Another area, you have heard the President say over and over, it is the mantra, everybody has got to pay their fair share. Are you sick of hearing that? We're not sick of people -- we'd love people to pay their fair share, right? But they're not. So how do you deal with that? You don't try to go democrat light and oh, well let's negotiate. No, it's time to be on the offensive and yes, I'm very offensive, I get that, but it's time to be on offense and to take good ideas. Oh, you want everybody to play the fair share. You know what, Mr. President, fair share will be our slogan for the next four years and that's why we want a flat tax. Everybody pay the same thing across the board, everybody. And you know what, what you propose protects your buddy, Warren Buffett, from having to pay the same rate as his secretary. What we're proposing, I'm proposing to you ought to be, you know what, capital gains 15%, income tax 15%, youth tax 15%, it's all 15%. Corporate tax, 15%. It doesn't matter, you're going to pay your fair share. We're going to eliminate all the deductions, mortgage interest, and also charitable deduction. Why charitable deductions? Because they do a better job of getting help to those who need it. Take their words. They have good words. Take their words and use them for good ideas.

### Record list:

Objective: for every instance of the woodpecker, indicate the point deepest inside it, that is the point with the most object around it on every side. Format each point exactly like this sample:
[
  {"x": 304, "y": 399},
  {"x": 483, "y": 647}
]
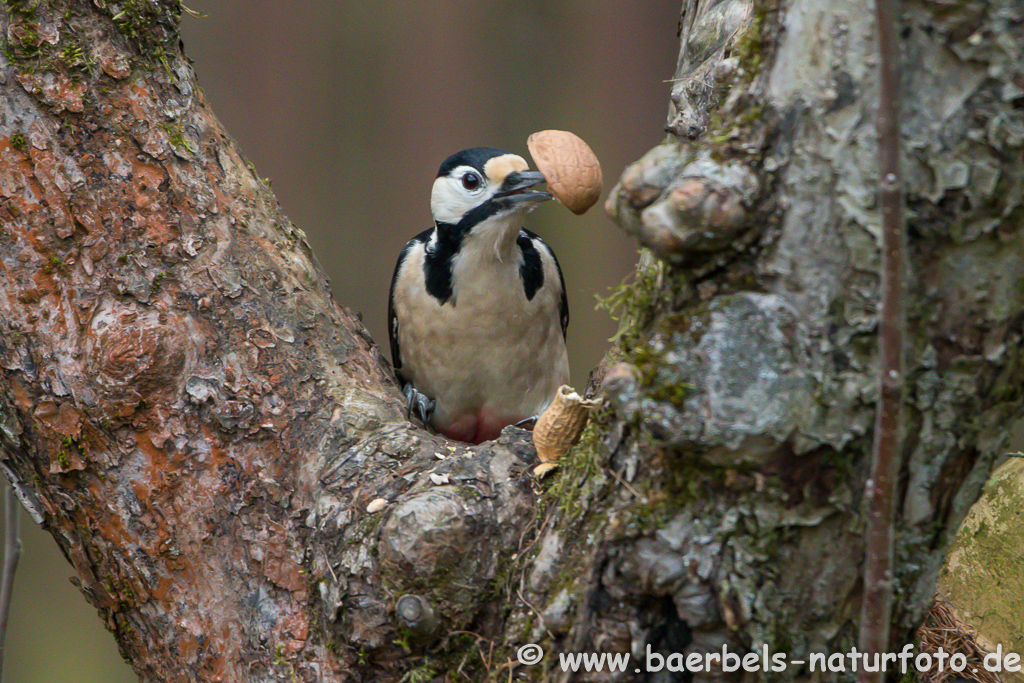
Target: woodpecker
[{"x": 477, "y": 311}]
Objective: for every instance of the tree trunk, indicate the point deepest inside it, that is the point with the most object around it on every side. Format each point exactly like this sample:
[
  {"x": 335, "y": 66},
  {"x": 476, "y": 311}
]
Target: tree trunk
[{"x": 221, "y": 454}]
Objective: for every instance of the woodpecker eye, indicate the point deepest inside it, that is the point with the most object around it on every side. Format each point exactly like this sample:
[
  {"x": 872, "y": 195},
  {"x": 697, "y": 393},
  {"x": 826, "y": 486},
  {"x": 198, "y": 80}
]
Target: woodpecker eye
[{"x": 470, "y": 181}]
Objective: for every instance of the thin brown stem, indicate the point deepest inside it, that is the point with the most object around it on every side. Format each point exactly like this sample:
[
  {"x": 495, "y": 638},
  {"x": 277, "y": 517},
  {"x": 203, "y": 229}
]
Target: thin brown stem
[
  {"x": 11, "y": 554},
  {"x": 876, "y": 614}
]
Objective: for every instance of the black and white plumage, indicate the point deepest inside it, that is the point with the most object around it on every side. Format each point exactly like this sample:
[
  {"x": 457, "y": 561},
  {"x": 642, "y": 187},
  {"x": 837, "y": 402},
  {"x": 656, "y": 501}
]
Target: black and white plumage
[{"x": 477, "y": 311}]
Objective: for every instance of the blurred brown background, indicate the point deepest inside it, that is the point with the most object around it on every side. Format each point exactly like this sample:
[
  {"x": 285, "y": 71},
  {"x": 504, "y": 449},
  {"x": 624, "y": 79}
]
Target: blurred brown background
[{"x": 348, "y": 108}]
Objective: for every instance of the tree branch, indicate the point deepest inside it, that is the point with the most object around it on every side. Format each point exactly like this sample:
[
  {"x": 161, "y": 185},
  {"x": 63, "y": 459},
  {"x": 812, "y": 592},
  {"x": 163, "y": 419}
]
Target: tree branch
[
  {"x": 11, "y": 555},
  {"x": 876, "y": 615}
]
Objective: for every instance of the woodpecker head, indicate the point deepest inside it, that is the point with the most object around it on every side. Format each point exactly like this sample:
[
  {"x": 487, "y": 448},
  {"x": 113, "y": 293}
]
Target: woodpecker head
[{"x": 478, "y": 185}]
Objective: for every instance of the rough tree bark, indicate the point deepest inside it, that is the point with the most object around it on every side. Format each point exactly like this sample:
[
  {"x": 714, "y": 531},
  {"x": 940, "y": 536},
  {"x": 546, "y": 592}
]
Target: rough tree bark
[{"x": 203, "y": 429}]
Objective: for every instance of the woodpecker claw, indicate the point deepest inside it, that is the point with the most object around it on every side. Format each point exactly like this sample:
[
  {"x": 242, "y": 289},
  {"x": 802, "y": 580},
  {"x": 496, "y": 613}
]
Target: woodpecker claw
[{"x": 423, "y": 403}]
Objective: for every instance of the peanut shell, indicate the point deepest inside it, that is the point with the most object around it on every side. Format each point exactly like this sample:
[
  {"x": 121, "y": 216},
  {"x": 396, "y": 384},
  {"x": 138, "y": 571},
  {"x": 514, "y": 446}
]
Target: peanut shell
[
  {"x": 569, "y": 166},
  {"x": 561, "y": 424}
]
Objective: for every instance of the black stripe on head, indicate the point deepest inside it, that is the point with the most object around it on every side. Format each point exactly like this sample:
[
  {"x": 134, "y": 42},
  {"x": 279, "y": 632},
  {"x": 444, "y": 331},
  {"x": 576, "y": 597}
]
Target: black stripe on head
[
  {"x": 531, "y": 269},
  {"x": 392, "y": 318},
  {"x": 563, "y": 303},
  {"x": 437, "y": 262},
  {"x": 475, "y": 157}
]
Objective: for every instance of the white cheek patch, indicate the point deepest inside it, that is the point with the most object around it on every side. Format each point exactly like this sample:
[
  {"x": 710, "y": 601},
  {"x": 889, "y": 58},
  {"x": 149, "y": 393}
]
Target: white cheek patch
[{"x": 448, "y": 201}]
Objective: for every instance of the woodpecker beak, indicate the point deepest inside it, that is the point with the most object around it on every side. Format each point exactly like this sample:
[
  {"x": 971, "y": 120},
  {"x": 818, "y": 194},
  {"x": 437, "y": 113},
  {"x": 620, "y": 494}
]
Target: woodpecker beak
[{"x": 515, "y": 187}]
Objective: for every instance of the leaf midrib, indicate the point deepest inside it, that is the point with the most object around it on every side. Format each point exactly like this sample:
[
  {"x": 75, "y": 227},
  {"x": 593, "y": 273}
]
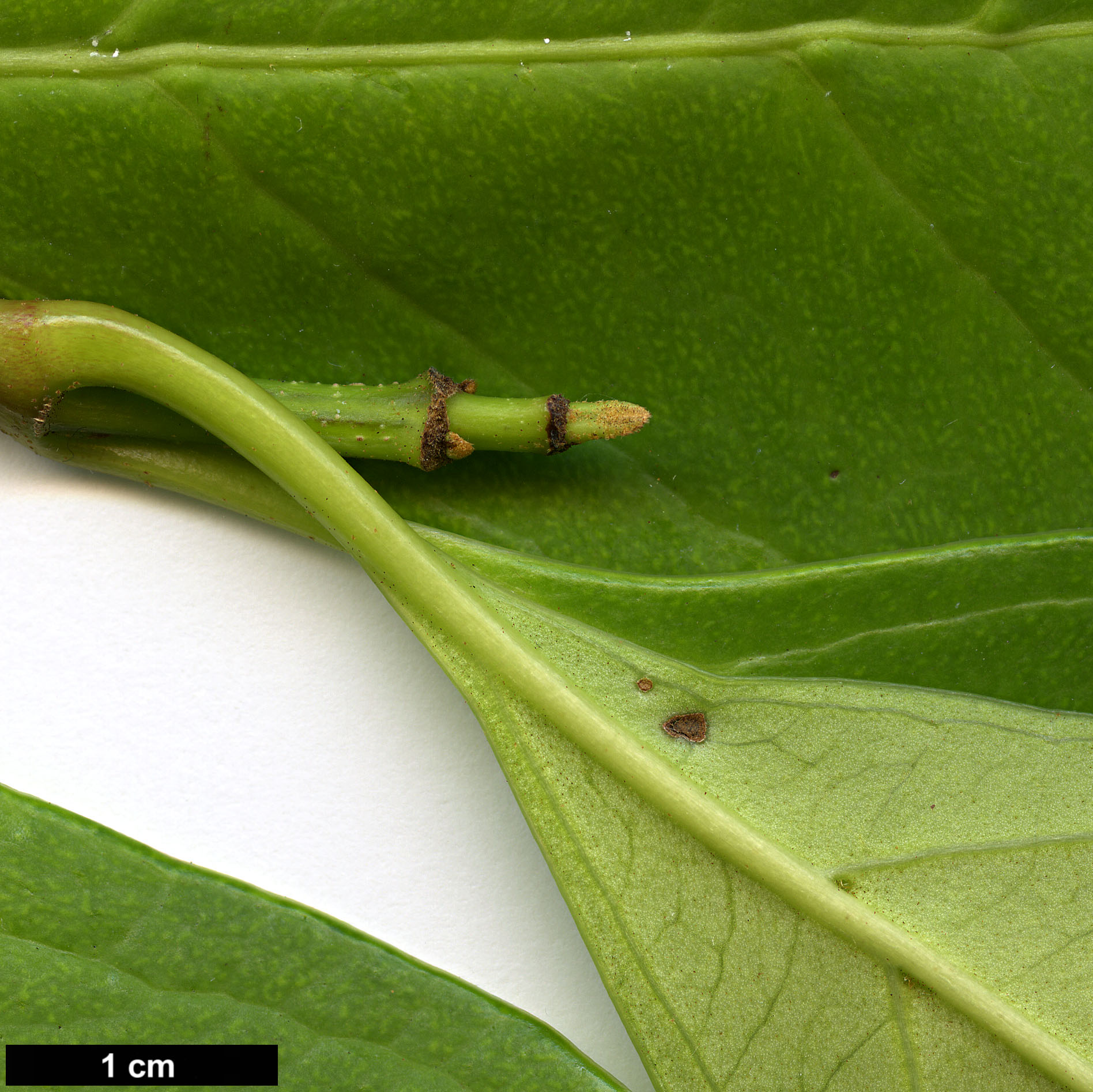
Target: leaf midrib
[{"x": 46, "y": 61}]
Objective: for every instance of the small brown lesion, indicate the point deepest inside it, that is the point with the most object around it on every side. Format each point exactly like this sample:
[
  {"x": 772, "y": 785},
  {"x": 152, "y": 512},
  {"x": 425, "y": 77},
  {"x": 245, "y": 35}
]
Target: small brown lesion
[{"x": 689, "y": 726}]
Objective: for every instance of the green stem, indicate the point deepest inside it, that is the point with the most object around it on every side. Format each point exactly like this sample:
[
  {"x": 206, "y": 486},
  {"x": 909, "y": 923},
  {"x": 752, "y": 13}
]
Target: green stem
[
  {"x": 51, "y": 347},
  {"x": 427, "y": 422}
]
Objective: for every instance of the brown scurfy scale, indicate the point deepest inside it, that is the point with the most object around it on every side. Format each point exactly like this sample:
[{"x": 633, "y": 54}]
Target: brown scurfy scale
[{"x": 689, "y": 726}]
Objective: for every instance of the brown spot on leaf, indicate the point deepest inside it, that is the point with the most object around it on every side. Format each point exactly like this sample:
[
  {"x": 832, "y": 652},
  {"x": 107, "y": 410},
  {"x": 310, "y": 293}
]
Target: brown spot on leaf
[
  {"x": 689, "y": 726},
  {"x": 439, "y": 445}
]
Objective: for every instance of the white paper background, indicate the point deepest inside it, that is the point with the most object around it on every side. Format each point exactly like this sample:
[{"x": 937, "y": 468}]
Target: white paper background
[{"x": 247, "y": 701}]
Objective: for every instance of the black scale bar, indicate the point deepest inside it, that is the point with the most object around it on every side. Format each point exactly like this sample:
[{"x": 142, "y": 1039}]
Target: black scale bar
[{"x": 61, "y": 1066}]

==

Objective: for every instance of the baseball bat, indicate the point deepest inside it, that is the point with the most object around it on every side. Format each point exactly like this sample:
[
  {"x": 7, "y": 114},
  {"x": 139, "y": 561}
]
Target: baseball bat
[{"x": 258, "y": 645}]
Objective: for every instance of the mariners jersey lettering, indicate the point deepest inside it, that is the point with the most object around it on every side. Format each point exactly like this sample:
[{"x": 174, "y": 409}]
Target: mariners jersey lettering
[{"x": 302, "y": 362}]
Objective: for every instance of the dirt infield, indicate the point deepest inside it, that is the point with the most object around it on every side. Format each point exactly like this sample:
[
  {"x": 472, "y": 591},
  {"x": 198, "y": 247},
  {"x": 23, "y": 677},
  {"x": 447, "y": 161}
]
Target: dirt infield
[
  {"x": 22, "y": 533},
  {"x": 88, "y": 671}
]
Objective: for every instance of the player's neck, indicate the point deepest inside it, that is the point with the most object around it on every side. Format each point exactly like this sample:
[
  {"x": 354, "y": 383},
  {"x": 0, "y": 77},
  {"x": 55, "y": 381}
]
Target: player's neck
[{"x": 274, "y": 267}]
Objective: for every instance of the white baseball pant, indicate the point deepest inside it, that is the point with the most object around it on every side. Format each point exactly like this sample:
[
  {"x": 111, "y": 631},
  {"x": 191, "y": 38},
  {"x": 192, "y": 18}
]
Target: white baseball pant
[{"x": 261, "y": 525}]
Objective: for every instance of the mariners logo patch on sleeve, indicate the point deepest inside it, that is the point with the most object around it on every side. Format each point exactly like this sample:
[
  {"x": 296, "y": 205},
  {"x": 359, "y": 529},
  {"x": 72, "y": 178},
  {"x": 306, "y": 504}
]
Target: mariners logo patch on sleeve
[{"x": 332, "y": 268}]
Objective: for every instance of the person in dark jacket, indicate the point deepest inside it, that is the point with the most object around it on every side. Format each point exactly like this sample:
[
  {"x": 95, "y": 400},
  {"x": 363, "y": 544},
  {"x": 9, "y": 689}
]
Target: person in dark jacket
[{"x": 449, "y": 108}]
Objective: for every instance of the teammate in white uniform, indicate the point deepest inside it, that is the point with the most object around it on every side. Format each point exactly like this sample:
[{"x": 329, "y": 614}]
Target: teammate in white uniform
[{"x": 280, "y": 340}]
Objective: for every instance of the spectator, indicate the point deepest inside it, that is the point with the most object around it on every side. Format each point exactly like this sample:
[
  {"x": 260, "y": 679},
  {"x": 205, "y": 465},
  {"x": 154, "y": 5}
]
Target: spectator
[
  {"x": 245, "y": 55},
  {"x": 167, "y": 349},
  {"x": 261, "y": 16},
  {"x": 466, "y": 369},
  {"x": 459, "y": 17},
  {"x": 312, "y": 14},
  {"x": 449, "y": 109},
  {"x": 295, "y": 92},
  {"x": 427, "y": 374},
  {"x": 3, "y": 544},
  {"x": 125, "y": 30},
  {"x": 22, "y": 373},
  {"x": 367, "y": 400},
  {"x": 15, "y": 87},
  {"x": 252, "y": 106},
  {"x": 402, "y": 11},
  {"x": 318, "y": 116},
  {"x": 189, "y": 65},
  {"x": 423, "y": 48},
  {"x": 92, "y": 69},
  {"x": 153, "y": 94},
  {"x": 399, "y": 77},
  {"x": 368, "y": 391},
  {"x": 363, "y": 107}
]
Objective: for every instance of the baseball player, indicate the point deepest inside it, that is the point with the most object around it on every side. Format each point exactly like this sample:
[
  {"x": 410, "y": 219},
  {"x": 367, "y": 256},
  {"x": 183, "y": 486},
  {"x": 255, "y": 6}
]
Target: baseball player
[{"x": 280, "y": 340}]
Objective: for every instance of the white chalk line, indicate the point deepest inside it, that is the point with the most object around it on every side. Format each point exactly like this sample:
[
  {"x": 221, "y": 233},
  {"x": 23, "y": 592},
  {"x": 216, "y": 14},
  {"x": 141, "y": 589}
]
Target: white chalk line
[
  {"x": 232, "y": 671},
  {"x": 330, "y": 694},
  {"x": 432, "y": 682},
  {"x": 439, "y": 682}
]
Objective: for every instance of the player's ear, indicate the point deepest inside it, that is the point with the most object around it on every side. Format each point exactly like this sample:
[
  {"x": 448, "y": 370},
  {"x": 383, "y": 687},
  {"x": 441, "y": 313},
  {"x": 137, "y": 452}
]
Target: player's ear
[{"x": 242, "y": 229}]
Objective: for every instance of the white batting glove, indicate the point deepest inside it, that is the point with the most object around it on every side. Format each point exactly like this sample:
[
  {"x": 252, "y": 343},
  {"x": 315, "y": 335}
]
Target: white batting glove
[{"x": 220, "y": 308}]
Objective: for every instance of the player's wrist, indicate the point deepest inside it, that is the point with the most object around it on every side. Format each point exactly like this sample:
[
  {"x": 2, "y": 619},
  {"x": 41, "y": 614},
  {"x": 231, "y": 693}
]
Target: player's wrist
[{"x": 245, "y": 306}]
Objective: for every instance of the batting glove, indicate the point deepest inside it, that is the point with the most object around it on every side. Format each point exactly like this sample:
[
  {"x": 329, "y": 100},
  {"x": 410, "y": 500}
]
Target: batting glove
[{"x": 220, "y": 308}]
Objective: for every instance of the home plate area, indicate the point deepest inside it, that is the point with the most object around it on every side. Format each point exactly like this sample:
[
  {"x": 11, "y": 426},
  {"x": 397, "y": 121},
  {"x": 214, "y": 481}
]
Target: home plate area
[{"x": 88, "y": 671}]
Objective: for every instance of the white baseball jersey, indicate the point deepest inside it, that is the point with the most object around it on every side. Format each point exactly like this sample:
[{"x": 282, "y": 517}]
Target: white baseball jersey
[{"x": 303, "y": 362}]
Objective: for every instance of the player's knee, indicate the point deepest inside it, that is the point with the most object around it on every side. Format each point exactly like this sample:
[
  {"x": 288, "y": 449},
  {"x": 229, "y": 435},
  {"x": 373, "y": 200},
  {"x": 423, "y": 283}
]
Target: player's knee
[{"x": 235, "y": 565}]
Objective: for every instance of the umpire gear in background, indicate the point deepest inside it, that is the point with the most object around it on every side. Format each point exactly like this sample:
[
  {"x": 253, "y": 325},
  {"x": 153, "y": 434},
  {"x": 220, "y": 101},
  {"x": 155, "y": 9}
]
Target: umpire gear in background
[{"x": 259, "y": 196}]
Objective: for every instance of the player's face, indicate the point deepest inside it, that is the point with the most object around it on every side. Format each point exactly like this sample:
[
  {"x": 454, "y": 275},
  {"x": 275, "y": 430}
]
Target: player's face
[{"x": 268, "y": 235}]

---

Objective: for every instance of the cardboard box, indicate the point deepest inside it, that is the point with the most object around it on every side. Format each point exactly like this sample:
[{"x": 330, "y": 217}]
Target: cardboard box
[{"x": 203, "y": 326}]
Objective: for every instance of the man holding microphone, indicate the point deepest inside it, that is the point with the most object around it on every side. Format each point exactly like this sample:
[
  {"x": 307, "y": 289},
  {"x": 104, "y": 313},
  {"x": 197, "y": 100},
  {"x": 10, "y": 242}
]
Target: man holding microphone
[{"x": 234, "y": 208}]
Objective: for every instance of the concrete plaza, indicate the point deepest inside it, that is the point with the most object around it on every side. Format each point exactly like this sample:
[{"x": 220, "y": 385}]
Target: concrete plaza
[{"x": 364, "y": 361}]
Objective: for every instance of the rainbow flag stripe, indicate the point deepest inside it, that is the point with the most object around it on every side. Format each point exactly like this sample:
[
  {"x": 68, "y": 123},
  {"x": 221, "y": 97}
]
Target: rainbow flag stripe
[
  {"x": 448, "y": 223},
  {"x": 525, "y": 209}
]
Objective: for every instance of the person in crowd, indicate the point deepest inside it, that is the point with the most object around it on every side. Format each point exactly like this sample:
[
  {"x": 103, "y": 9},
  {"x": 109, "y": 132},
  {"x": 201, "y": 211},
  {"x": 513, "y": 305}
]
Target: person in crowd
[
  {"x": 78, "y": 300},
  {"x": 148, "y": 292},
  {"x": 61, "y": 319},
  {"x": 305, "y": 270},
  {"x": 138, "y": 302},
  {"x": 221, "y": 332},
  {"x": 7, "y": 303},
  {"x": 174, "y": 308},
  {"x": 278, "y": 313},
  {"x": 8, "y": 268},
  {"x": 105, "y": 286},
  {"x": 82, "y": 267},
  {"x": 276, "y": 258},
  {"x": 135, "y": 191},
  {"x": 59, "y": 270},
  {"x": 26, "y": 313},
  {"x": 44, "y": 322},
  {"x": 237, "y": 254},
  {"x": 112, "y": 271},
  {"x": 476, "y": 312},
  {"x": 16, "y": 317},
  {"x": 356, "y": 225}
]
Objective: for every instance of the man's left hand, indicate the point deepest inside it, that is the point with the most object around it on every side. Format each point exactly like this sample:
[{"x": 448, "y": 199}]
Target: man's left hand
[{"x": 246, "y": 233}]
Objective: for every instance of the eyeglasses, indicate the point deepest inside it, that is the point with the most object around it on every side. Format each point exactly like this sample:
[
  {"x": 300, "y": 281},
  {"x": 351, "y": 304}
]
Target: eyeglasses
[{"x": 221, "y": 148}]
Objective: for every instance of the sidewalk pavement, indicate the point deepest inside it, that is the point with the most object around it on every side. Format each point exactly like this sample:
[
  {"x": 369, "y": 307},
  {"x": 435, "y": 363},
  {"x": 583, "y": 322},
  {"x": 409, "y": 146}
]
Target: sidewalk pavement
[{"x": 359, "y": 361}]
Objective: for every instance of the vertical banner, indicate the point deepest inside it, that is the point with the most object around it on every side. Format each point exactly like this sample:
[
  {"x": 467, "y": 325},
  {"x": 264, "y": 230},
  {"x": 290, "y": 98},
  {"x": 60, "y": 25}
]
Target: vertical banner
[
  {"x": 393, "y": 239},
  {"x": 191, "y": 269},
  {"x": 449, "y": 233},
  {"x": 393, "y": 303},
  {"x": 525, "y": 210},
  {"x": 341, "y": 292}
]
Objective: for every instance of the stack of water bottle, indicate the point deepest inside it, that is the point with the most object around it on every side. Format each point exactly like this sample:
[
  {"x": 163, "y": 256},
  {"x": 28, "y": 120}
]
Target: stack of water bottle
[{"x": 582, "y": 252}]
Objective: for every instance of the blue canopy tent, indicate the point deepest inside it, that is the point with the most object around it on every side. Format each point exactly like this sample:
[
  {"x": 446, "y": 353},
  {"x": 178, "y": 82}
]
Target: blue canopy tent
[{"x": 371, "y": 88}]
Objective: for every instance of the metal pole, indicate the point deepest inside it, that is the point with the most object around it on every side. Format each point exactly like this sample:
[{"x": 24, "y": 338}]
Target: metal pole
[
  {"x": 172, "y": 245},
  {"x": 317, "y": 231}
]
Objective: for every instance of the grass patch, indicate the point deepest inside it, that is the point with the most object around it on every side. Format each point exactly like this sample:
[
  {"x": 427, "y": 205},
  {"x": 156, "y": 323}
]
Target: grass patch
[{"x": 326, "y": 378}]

### Required actions:
**A)** Please answer these questions about the tax speech above, each on its own line:
(i) Whom does the speaker say the President's proposal protects from paying the same rate as his secretary?
(ii) What rate does the speaker give for corporate tax?
(iii) Which two deductions does the speaker name for elimination?
**B)** Show each line of the entries that contains the word "beak".

### Exercise results:
**A)**
(i) Warren Buffett
(ii) 15%
(iii) Mortgage interest and the charitable deduction

**B)**
Objective: for every instance of the woodpecker beak, indicate the point deepest inside it, that is the point with the most object around it on every side. Format each point exactly like this sample:
Target: woodpecker beak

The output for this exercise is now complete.